• [Texte]:
Quelques raisons de m’être laissé séduire par Régis Huby au fil des années au cours desquelles je l’ai écouté discontinue.

 

• Un premier disque, en 1998, “Le Sentiment des brutes” qui prouvait deux choses : qu’il y avait encore beaucoup à faire avec un violon dans l’ère post-Ponty ; et que l’exploration d’un patrimoine régional pouvait être autre que festif, exotique et tropical.

 

• Le concert de fin d’exercice de l’ONJ de Paul Damiani vers 2002, au New Morning, où Régis Huby et Olivier Benoît, chacun avec une partition de sa plume, donnèrent du lustre à une soirée qui en manquait, mettant à jour le potentiel d’une formation quelque peu en friche qu’ils surent s’approprier

 

• La découverte très inattendue, un soir sur un écran de télévision (par quel hasard moi qui sait à peine comment allumer celle qui dort dans un coin de mon appartement), du spectacle La Nuit américaine de Lambert Wilson et les chanteuses Stephy Haïk et Laura Baccarini (avec qui Régis Huby continuera de collaborer) autour du répertoire de la comédie musicale arrangé par le violoniste. Ou comment monter un spectacle populaire sans tomber dans les poncifs orchestraux et formels du genre, aussi brillamment fussent-ils revisités, mais en recourant aux acquis d’une vraie culture instrumentale, orchestrale et formelle contemporaine.

 

• Le Quatuor IXI, dont Régis Huby est le co-fondateur avec l’altiste Guillaume Roy, qui a su en 20 ans d’une existence, au départ sympathique, finir apr conjuguer une puissante incarnation de la tradition du quatuor à cordes avec cette autre tradition de l’improvisation telle qu’elle a grandie avec le jazz.

 

• Et bien d’autres raisons, sous forme d’investissements au sein de diverses formations (tel l’Akasha Quartet d’Yves Rousseau que l’on retrouvera demain, samedi 20 septembre à ce même Triton, ou le quartette du guitariste Richard Bonnet , HB3 avec Denis Badault, etc.), à la tête du label phonographique Abalone Productions dont il ne se réserve pas l’usage (Franck Vaillant également attendu le 20 au Triton dans l’autre salle, Daniel Erdman, Jean-Charles Richard, Bruno Angelini, etc.) et de ses propres projets (dont ce nouveau quartette Equal Crossing) qui offrent encore à un monde surinformé sur un passé inhibant en ce qu’il semble avoir déjà tout dit, la perspective de l’invention et de l’inédit sans s’obliger à une quelconque table rase, exercice assez peu inédit depuis près d’un demi siècle.

• [Tâches et exercices]:
1. Extrayez du texte sur Régis Huby, sans la moindre modification, le passage qui commence à « Quelques raisons de » et se termine à « exotique et tropical. ».
2. Relevez chaque ligne des enregistrements qui contient la chaîne « handle », en tenant compte de la casse.

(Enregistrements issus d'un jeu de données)
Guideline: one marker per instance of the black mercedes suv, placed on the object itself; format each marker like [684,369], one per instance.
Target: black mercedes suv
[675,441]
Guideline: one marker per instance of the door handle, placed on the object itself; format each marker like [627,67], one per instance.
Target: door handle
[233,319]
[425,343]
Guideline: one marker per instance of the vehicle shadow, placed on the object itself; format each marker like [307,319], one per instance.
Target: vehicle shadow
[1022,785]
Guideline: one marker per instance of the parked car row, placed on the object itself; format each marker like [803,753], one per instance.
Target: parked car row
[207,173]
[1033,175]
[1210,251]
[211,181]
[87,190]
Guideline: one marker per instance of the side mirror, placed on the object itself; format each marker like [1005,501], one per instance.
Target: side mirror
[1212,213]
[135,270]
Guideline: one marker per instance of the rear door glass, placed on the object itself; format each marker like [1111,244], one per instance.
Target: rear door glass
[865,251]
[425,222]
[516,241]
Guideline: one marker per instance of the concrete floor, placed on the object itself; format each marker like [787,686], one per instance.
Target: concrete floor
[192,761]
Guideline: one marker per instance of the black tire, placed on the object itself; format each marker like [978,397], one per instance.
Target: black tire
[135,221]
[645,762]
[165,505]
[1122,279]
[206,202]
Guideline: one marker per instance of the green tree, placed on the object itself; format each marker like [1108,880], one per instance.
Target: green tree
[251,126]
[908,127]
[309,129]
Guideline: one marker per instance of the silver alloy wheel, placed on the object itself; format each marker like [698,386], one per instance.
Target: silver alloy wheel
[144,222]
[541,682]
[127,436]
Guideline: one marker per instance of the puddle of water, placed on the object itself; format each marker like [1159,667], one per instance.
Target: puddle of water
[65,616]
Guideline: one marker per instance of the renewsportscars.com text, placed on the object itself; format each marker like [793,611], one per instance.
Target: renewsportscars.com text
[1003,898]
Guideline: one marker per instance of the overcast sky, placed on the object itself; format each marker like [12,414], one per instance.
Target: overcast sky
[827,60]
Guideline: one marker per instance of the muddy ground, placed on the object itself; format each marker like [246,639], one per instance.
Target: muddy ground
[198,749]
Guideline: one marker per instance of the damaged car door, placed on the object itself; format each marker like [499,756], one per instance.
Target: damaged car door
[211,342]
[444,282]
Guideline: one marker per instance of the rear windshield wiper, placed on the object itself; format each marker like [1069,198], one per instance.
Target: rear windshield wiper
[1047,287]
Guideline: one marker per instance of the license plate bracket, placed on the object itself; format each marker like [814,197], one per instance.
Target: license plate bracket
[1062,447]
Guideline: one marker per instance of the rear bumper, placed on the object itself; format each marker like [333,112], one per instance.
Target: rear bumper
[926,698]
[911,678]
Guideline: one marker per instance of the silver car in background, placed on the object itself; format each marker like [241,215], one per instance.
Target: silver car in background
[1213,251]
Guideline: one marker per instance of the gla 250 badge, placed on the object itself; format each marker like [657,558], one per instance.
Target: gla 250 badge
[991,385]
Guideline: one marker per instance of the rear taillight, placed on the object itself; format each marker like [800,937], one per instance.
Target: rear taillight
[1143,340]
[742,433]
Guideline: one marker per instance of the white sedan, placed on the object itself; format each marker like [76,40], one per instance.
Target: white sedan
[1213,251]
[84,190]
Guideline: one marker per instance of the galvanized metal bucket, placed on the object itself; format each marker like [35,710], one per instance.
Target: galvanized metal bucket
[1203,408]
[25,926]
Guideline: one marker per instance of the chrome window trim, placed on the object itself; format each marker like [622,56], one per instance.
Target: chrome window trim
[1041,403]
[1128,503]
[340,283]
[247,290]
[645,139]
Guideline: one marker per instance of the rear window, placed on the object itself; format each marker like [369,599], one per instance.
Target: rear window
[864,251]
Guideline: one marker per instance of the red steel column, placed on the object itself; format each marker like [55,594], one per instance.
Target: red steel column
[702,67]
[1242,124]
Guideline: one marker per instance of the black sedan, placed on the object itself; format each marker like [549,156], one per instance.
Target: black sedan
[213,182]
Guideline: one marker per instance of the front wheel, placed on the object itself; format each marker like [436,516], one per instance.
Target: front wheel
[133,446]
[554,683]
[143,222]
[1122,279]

---

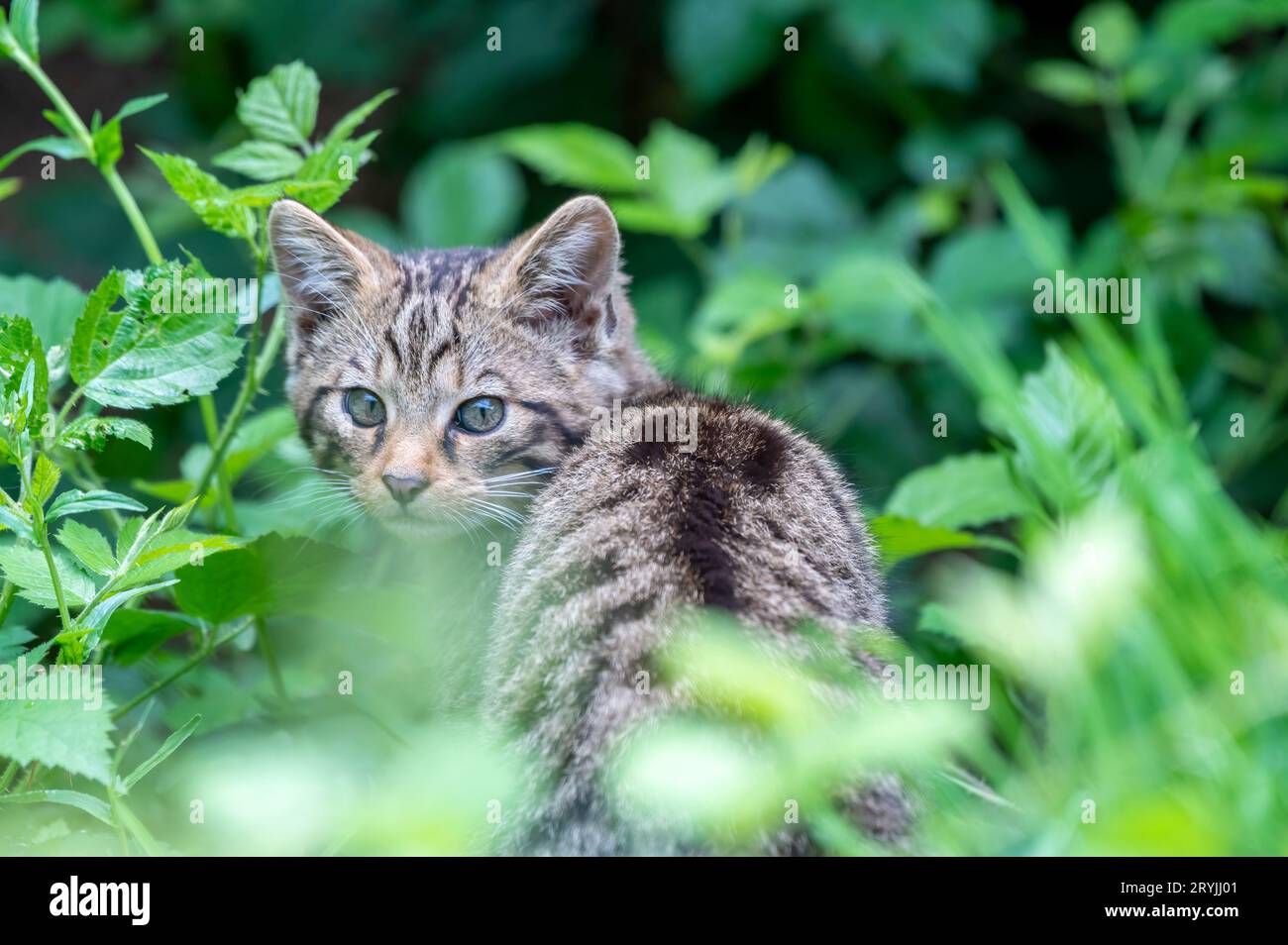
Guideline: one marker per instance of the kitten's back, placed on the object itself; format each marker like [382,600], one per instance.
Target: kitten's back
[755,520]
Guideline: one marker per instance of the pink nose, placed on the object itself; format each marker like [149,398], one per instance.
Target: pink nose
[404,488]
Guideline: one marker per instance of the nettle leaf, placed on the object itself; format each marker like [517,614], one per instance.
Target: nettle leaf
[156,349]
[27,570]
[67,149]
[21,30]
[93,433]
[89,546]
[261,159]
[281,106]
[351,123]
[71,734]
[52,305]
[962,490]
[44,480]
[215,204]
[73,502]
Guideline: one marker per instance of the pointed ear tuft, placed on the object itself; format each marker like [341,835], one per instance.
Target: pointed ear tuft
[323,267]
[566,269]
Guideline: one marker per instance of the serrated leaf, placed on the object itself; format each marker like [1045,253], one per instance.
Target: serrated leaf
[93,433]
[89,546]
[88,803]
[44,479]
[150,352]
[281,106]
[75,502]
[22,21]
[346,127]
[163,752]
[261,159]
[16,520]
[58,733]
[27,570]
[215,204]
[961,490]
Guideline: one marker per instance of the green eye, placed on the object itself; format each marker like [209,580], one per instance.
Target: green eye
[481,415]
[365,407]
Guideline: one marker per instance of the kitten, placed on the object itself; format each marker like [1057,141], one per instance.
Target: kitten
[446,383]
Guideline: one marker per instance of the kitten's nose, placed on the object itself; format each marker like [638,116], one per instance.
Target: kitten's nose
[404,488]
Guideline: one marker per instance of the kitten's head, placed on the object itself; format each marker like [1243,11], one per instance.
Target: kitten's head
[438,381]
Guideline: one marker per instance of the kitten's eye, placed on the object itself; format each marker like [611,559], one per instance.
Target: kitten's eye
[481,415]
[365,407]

• [Résultats par tâche]:
1.
Quelques raisons de m’être laissé séduire par Régis Huby au fil des années au cours desquelles je l’ai écouté discontinue.

 

• Un premier disque, en 1998, “Le Sentiment des brutes” qui prouvait deux choses : qu’il y avait encore beaucoup à faire avec un violon dans l’ère post-Ponty ; et que l’exploration d’un patrimoine régional pouvait être autre que festif, exotique et tropical.

2.
Guideline: one marker per instance of the door handle, placed on the object itself; format each marker like [627,67], one per instance.
Target: door handle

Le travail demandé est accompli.